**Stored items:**
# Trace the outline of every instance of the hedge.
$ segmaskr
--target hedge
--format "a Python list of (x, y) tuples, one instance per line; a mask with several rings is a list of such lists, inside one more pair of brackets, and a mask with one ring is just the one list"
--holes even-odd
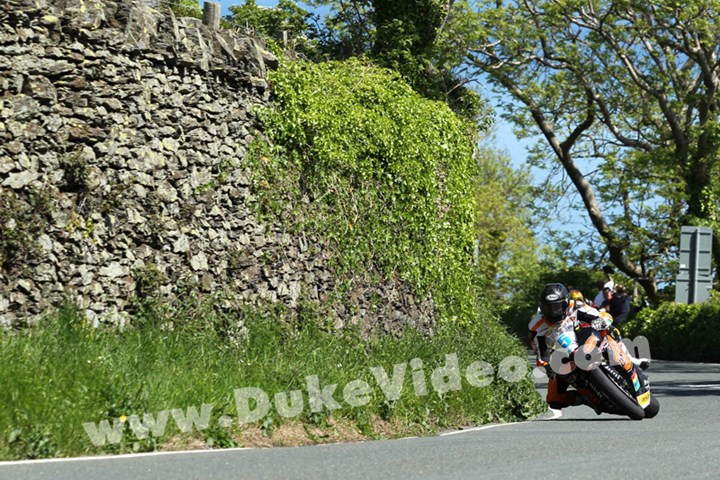
[(621, 327), (626, 337), (647, 337), (654, 358), (720, 362), (720, 295), (704, 303), (668, 302), (644, 308)]

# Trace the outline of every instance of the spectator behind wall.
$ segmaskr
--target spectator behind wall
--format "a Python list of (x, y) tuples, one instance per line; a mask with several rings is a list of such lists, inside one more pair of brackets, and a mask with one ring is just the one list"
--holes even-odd
[(593, 300), (595, 308), (600, 308), (605, 301), (605, 297), (603, 296), (603, 290), (605, 288), (609, 288), (610, 292), (615, 289), (615, 282), (612, 279), (612, 274), (615, 273), (615, 270), (613, 270), (613, 268), (609, 265), (605, 265), (602, 269), (603, 272), (605, 272), (605, 277), (607, 278), (607, 280), (598, 280), (597, 282), (595, 282), (595, 286), (598, 289), (598, 293), (597, 295), (595, 295), (595, 299)]
[(609, 312), (616, 327), (625, 321), (630, 313), (630, 297), (622, 285), (615, 285), (615, 294), (609, 302)]
[(599, 308), (605, 310), (606, 312), (610, 312), (610, 301), (613, 299), (613, 291), (610, 289), (610, 287), (603, 287), (602, 294), (603, 301), (602, 304), (600, 304)]

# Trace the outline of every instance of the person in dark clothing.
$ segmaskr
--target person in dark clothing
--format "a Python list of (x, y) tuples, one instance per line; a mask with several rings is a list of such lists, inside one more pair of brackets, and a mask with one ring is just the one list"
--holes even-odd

**EXERCISE:** Leave the pictures out. Repeat every entry above exactly.

**FINISHED TASK:**
# Trace the outline of every instance of the hedge.
$ segmaskr
--target hedge
--format "a Python list of (x, y) tuples, one instance per line; a mask with several rings is a list of such lists, inside one more pair of brackets, and a mask with one ring is just the one list"
--holes even-odd
[(621, 327), (626, 337), (647, 337), (654, 358), (720, 362), (720, 295), (704, 303), (668, 302), (644, 308)]

# Trace the outline of every instance of the spectator behind wall.
$ segmaskr
--target spectator behind wall
--format "a Python list of (x, y) tuples, one instance per line; a mask with several rings is a list of such lists, inside one more pair of brackets, and a mask with one ring is just the one list"
--holes even-odd
[(593, 300), (595, 308), (600, 308), (605, 301), (605, 297), (603, 296), (603, 290), (605, 288), (609, 288), (610, 292), (615, 289), (615, 282), (612, 279), (612, 274), (615, 273), (615, 270), (613, 270), (613, 268), (609, 265), (605, 265), (602, 269), (603, 272), (605, 272), (605, 277), (607, 278), (607, 280), (598, 280), (597, 282), (595, 282), (595, 286), (598, 289), (598, 293), (597, 295), (595, 295), (595, 299)]
[(609, 312), (616, 327), (625, 321), (630, 313), (630, 297), (622, 285), (615, 285), (615, 294), (609, 302)]
[(599, 308), (605, 310), (606, 312), (610, 312), (610, 301), (613, 299), (613, 291), (610, 289), (610, 287), (603, 287), (602, 294), (603, 301), (602, 304), (600, 304)]

# Trace the outline of every instance of the person in dark clothing.
$ segmaskr
--target person in dark clothing
--format "a Python list of (x, y) tuples, one instance per line; a mask with several rings is a list of such lists, inside one more pair of brackets, and a mask with one ring is just the one list"
--holes even-odd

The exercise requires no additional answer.